▶ [WHAT IS ASKED]
Extract each line of the data below that contains the word "tomato". Case must match.

Data excerpted from a collection
⟨
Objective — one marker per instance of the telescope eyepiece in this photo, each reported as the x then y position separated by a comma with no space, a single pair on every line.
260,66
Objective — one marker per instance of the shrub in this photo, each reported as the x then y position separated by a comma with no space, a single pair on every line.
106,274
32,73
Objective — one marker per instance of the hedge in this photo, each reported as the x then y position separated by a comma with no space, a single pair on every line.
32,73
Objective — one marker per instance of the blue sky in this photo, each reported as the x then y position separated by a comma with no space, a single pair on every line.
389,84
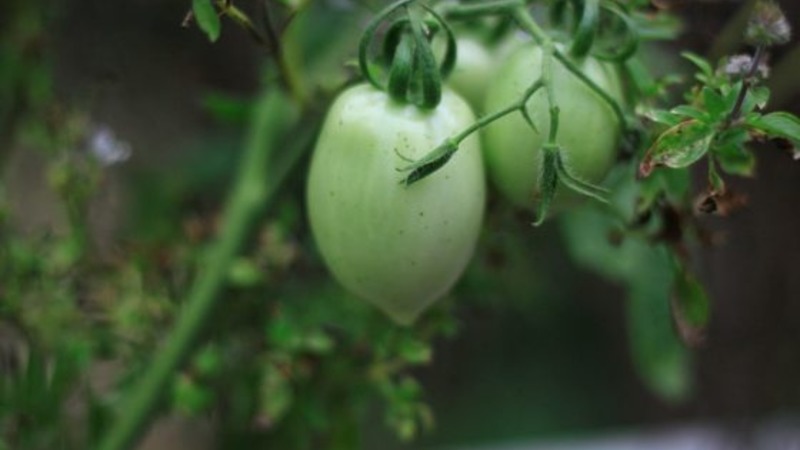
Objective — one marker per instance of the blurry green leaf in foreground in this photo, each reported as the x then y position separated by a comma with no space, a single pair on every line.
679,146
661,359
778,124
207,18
⟩
⟨
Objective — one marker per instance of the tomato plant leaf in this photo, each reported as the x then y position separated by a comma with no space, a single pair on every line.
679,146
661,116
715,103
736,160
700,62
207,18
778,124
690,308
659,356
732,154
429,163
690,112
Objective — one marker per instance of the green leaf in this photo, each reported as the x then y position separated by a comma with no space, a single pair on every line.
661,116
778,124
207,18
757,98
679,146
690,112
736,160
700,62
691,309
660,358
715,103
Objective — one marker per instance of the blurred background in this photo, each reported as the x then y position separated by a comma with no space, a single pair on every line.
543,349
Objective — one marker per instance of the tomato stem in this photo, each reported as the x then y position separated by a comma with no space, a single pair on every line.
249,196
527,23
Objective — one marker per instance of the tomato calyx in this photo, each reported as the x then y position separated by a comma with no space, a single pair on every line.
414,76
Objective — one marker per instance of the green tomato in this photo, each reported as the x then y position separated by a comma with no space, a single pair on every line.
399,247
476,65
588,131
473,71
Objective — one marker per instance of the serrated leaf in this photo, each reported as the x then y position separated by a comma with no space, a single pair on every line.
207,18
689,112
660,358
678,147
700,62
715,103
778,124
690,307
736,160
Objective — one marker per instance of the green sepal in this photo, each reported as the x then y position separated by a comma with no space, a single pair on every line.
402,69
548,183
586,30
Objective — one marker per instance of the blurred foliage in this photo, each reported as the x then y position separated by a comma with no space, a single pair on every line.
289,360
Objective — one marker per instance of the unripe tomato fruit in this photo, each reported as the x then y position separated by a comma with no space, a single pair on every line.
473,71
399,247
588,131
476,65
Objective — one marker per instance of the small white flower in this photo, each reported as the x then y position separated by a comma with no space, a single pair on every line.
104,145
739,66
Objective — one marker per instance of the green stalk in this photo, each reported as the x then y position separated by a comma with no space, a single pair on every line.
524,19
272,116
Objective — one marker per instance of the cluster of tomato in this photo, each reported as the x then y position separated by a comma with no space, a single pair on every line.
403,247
⟩
▶ [FINAL ANSWER]
Objective — one marker per instance of the tomato plant leaf in this photo, each reported as the x then y position separated by a comma with no space, a single pair on every line.
Objective — one marker per instance of the tomato stem in this photo, each reported as the x then y position separated by a comma with no space, a single pair on every line.
Objective — one marker per instance of the tomato calyx in this photo, each reported as the x then y position separated by a comma with no space, a single pair on every line.
Objective — one marker per instance of the green tomato in this photo, each reported as the x then y position separated by a comma with no space, a single pair on every line.
Objective — one marker per instance of the unripe tomato fruit in this photo, each reported as the x then y position separated by a comma with no space, a single pair on every line.
Objective — one marker per instance of the cluster of tomato in this photo, each reported as the x then y position separated by a comma with no space, a single pair on every line.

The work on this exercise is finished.